Rédigez la suite de la chronique sur le projet de barrages de François Legault en enchaînant sur sa dernière phrase.

:: Texte à examiner ::
▶

Une source proche de M. Legault m’a rassuré et affirmé catégoriquement que le chef de la CAQ aurait présenté cette patente même en l’absence de ma chronique de la semaine dernière. « On n’improvise pas une sortie comme ça », ajoute la source, qui précise que, pour décarboner l’économie, « le cocktail éolien-hydroélectricité est le meilleur cocktail qui soit ».
De là à savoir où seraient construits les barrages qui permettraient de concocter ce cocktail, il y a encore loin de la coupe aux lèvres. Les annonces quotidiennes du premier ministre sortant sont chiffrées presque au sou près — 21 millions de dollars pour un programme agroalimentaire dans les écoles primaires, 235 millions pour l’hospitalisation à domicile —, mais sur les barrages, rien.
Tant mieux : pour l’instant, toute évaluation des coûts relèverait de la politique-fiction. François Legault n’a même pas sondé Sophie Brochu, la PDG d’Hydro-Québec, sur la faisabilité d’un tel projet. Et pourtant la question se pose. Face à une résistance acharnée des groupes autochtones, le projet Grande-Baleine cher à Bourassa — un gigantesque complexe au nord de celui qui porte désormais son nom — s’est soldé par un échec. Jacques Parizeau a annoncé son annulation en 1994, après son élection. François Legault saura-t-il mieux que Robert Bourassa et Daniel Johnson fils, il y a 30 ans, mener à terme un mégaprojet hydroélectrique ?
Il arrive à François Legault de changer d’avis. Ç’a été le cas pour la réforme électorale, qu’il avait promise de concert avec les chefs des autres partis d’opposition en 2018 avant d’estimer, une fois au pouvoir, que personne n’en voulait. Idem pour sa suggestion, au plus fort de la pandémie, de taxer les non-vaccinés, projet qu’il a dit avoir abandonné pour préserver la paix sociale (et qui, de plus, aurait été extrêmement difficile à appliquer).
Son annonce a au moins le mérite de souligner l’énorme demande en énergie propre que suppose la cible de la carboneutralité en 2050. De deux choses l’une : ou bien il faudra consommer moins d’énergie, ou bien il faudra en produire plus. Restreindre la croissance de la demande, ça sent l’austérité. Il n’est pas surprenant que François Legault y soit allergique.

◀

:: Données fournies ::

▶

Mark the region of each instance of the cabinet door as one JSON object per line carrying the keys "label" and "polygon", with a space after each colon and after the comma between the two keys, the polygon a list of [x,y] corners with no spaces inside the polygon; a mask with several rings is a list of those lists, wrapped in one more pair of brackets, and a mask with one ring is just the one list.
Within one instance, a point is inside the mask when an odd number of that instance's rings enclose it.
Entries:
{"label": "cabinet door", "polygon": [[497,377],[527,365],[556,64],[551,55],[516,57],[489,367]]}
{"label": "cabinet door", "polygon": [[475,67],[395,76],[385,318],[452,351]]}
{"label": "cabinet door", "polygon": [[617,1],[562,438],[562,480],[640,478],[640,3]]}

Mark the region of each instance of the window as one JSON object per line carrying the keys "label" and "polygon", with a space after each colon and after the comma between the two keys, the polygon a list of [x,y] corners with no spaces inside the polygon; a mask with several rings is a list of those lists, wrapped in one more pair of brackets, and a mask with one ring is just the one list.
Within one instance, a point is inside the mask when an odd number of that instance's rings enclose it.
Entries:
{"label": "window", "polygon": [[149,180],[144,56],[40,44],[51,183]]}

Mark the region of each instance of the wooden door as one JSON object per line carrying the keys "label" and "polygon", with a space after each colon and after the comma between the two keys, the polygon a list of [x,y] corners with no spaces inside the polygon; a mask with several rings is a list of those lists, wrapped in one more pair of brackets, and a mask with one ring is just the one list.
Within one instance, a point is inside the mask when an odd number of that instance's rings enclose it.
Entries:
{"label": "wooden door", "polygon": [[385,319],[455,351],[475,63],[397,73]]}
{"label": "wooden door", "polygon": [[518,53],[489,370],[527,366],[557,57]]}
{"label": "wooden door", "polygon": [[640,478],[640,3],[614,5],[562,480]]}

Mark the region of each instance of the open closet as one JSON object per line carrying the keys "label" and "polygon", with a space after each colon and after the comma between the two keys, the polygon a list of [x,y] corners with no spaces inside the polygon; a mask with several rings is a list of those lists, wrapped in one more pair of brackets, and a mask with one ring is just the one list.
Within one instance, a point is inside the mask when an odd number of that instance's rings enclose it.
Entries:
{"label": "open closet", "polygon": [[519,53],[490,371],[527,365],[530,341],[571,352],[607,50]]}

◀

:: Résultat obtenu ::
On peut douter de l’opportunité du choix de l’hydroélectricité et surtout de sa faisabilité. Je serais moi-même étonné de voir de nouveaux barrages s’ériger au Québec. Il faut se rappeler à quel point le projet Grande-Baleine a suscité de l’opposition non seulement chez les Cris et les Inuits du Québec, mais chez les groupes écologistes à l’échelle internationale. François Legault évoque souvent le manque d’« acceptabilité sociale » pour justifier la fin de non-recevoir qu’il oppose au projet de GNL au Québec. On verrait vite si le même critère permettrait de meilleurs résultats pour l’hydroélectricité produite sur des terres ancestrales du Nord. Un indice : la publication canadienne de gauche Rabble qualifie les nouveaux projets hydroélectriques ailleurs au Canada de « génocide faussement vert ».
Ce qu’on retient de la surprenante annonce de M. Legault, c’est que même une élection qui paraissait d’entrée de jeu peu intéressante — tant le résultat semblait programmé — impose des choix difficiles et importants aux candidats. C’est le cas du débat sur les seuils d’immigration, sur la langue et la laïcité, sur l’utilisation du Fonds des générations ou encore sur l’opportunité d’envoyer des chèques tous azimuts pour atténuer les effets de l’inflation.
N’étant pas québécois, je ne veux pas trop prodiguer des conseils aux lecteurs. Je note seulement que l’époque est peu propice à l’esquive. De grandes décisions doivent se prendre à un rythme sans précédent, qu’on le veuille ou non. C’est peut-être ce dont Emmanuel Macron parlait lorsqu’il a évoqué la fin de l’insouciance.